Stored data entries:
++++++

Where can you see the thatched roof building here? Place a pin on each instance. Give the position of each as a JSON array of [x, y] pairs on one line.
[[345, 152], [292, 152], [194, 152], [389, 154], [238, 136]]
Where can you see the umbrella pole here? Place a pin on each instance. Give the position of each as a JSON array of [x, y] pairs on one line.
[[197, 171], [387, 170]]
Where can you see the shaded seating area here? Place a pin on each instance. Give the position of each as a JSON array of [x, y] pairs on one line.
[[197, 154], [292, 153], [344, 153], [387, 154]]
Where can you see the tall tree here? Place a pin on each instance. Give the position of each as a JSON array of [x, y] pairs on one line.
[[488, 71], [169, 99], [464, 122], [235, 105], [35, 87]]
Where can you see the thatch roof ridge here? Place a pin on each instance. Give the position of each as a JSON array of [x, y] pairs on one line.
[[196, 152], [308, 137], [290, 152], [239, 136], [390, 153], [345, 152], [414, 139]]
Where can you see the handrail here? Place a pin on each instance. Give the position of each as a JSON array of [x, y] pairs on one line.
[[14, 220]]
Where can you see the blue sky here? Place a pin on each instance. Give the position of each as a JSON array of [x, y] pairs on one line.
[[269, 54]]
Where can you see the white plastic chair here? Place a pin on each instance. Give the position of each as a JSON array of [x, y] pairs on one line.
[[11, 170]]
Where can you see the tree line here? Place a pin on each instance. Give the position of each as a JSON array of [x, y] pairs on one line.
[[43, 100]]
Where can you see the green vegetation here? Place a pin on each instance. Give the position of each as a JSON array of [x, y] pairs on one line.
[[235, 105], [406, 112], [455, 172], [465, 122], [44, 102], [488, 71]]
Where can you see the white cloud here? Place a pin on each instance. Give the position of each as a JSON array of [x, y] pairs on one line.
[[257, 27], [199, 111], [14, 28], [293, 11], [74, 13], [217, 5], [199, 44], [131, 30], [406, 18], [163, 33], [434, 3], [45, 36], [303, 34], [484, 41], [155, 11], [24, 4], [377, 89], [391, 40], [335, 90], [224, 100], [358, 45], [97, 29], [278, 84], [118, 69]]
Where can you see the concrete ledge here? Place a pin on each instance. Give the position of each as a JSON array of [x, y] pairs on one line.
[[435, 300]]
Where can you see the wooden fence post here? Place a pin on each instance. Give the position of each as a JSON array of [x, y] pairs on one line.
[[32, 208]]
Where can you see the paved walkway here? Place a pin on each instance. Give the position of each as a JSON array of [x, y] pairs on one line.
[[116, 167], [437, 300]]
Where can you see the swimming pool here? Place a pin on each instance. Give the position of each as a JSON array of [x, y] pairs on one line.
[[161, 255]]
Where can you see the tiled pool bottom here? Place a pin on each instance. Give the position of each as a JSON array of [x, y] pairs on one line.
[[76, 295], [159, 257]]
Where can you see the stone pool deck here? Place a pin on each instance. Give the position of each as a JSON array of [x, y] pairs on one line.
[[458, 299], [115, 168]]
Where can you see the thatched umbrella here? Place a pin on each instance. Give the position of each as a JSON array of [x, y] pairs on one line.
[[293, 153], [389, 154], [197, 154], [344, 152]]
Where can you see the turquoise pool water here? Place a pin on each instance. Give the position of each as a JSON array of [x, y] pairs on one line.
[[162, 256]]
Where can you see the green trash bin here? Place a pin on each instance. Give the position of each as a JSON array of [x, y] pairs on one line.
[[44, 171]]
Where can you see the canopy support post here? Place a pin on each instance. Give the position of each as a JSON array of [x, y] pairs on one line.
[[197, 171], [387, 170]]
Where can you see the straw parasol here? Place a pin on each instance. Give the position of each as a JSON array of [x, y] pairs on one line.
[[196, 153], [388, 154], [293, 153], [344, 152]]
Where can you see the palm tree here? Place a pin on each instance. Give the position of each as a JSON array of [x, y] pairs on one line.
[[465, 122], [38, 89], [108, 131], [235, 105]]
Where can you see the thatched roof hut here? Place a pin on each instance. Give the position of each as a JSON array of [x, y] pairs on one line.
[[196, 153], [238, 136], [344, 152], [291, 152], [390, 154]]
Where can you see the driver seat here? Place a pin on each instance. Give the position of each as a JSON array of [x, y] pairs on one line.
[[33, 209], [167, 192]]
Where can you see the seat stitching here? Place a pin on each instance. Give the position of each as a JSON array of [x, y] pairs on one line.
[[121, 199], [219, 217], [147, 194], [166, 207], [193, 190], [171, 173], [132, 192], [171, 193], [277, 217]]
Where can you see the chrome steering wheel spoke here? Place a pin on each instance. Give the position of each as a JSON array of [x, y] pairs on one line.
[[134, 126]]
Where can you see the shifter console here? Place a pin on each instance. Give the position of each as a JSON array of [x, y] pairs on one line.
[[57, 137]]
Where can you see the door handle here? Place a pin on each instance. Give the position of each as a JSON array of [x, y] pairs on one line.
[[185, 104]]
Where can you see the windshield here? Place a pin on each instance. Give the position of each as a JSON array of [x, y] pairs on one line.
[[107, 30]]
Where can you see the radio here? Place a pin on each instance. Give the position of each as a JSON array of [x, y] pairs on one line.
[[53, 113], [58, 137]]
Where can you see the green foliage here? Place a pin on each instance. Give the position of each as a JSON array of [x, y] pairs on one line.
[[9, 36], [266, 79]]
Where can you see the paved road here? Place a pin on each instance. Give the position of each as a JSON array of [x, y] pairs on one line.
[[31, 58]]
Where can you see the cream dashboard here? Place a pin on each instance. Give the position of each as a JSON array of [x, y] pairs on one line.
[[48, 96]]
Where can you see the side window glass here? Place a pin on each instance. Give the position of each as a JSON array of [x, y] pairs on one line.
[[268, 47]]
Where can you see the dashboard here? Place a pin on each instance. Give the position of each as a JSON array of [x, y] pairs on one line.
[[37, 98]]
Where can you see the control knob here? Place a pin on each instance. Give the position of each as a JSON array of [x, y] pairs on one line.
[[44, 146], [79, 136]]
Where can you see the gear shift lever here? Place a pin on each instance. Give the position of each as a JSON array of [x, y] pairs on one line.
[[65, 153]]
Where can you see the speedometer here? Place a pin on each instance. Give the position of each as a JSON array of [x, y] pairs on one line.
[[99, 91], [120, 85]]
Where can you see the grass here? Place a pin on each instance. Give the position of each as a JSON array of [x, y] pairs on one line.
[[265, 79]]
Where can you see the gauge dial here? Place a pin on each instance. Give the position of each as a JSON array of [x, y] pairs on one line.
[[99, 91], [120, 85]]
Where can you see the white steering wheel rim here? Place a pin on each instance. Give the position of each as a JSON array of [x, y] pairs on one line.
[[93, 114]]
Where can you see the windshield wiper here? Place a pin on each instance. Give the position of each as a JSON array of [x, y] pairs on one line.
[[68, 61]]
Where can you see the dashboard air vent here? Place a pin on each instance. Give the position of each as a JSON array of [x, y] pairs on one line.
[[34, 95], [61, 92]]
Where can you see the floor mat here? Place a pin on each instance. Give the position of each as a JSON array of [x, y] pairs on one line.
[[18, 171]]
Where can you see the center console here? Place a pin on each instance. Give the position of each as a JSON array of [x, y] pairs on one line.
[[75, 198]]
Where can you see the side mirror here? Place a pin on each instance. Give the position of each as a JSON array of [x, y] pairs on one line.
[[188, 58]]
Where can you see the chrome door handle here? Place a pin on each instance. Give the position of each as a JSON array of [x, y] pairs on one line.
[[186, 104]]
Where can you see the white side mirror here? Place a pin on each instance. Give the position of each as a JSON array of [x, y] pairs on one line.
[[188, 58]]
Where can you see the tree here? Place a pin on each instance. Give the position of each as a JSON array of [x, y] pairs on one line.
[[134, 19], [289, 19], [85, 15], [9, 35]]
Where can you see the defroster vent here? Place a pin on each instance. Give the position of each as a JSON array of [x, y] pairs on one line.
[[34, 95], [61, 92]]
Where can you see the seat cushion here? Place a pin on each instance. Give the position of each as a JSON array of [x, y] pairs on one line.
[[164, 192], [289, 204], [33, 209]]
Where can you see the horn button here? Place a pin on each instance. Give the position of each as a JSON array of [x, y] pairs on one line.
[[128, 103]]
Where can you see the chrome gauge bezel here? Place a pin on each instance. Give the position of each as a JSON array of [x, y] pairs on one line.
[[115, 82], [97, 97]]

++++++

About this task: Only what runs from the line containing "Where can you see the tree here?" through the final line of the entries above belongs in the answer, restated exactly.

Task answer:
Where can you see the tree here? Place a pin on each instance. Give the position of each as a JSON array of [x, y] pairs on one line.
[[134, 19], [289, 19], [85, 15], [9, 35]]
Where can you see the defroster vent here? Place a pin on each instance. Give the position of each as a JSON array of [x, y] pairs on one line.
[[34, 95], [61, 92]]
Where can you see the seat cushion here? Place a pin on each instance. Give the position of each as a JSON array of [x, y] pairs on one line.
[[164, 192], [289, 204], [33, 209]]
Where can you see the horn button here? Place a pin on each instance. Give the position of each as a JSON array of [x, y] pairs on one line.
[[128, 103]]
Where can you see the chrome gauge bezel here? Place a pin on each instance. Give the position of each as a JSON array of [x, y] pairs on one line.
[[115, 82], [97, 97]]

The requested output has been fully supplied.